• _Aim_:
Reproduce verbatim the lines of the records below, from the line containing "request = locate the courtyard" up to and including the last line of the records.

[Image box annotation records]

>> Start

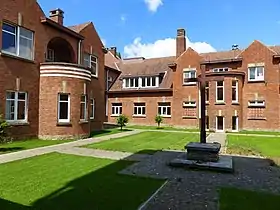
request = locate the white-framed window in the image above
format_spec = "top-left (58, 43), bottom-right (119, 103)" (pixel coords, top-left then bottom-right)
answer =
top-left (112, 103), bottom-right (122, 116)
top-left (183, 101), bottom-right (196, 107)
top-left (248, 66), bottom-right (264, 81)
top-left (6, 91), bottom-right (27, 122)
top-left (248, 100), bottom-right (265, 107)
top-left (133, 103), bottom-right (146, 116)
top-left (183, 69), bottom-right (196, 85)
top-left (2, 23), bottom-right (34, 60)
top-left (231, 80), bottom-right (238, 103)
top-left (213, 67), bottom-right (229, 72)
top-left (205, 82), bottom-right (209, 103)
top-left (90, 98), bottom-right (95, 119)
top-left (58, 93), bottom-right (70, 123)
top-left (216, 81), bottom-right (225, 102)
top-left (158, 102), bottom-right (171, 117)
top-left (46, 48), bottom-right (55, 62)
top-left (80, 95), bottom-right (87, 121)
top-left (84, 53), bottom-right (98, 77)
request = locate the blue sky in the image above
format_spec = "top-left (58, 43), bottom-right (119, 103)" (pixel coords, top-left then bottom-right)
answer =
top-left (38, 0), bottom-right (280, 57)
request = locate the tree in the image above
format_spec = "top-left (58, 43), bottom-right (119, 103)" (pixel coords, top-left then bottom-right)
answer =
top-left (155, 115), bottom-right (163, 128)
top-left (117, 114), bottom-right (128, 130)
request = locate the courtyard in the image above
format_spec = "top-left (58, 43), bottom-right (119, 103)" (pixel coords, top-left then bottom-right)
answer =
top-left (0, 127), bottom-right (280, 210)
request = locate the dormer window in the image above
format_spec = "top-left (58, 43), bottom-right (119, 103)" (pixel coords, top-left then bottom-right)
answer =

>> End

• _Finished exercise_:
request = locate the courtyard in the image above
format_spec = "top-left (58, 43), bottom-right (119, 103)" (pixel coords, top-left then bottom-right)
answer =
top-left (0, 127), bottom-right (280, 210)
request = locate the dormer window in the image above
format_spec = "top-left (58, 43), bottom-right (119, 103)" (pixel coords, top-left then bottom-right)
answer =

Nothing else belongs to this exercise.